■ CHALLENGE ■
Please recast the part of the records below that opens with the line containing "the airplane cockpit" and closes with the line containing "left=614, top=712, right=649, bottom=738" as a JSON list of strings, one string per line, including both of those lines and leaving out any blank lines.
======== INFORMATION SHOWN
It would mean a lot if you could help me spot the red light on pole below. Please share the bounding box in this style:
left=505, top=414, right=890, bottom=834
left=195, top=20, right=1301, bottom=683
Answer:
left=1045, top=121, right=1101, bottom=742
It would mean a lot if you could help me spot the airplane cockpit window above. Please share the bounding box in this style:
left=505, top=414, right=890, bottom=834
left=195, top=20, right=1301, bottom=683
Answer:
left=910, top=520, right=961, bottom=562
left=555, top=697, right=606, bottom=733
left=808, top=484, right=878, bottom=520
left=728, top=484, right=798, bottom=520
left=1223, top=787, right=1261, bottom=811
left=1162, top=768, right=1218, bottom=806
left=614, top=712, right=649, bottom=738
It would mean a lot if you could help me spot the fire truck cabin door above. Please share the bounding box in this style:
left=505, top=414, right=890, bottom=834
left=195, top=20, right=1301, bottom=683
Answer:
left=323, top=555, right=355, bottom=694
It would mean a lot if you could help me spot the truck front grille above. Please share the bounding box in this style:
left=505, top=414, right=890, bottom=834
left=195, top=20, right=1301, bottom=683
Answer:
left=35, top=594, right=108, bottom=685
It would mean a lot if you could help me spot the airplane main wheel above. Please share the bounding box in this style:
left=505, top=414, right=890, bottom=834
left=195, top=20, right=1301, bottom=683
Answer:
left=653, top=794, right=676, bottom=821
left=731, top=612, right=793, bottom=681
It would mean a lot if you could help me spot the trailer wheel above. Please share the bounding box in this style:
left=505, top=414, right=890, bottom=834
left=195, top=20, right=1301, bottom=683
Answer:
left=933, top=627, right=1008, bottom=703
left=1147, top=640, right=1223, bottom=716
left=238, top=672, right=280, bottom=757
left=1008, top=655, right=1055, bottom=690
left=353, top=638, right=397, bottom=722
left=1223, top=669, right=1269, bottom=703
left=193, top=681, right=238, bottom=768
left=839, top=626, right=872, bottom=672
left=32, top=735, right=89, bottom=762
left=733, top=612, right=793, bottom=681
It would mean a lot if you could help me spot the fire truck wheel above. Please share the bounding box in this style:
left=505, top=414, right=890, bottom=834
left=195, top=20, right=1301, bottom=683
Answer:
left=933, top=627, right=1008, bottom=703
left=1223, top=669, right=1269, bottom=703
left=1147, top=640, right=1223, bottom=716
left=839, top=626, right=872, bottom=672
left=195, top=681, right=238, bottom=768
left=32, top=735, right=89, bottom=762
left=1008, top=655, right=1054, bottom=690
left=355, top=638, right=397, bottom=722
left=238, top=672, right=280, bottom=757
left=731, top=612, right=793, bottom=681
================
■ SOLUTION TO THIS EXERCISE ■
[
  "It would mean a lot if you could help me spot the airplane cockpit window above. Please share the bounding box in this style:",
  "left=505, top=414, right=890, bottom=834",
  "left=195, top=20, right=1301, bottom=683",
  "Answer:",
  "left=910, top=520, right=961, bottom=562",
  "left=555, top=697, right=606, bottom=733",
  "left=808, top=484, right=878, bottom=520",
  "left=728, top=484, right=798, bottom=520",
  "left=1223, top=787, right=1261, bottom=811",
  "left=1162, top=768, right=1218, bottom=806",
  "left=614, top=712, right=649, bottom=738"
]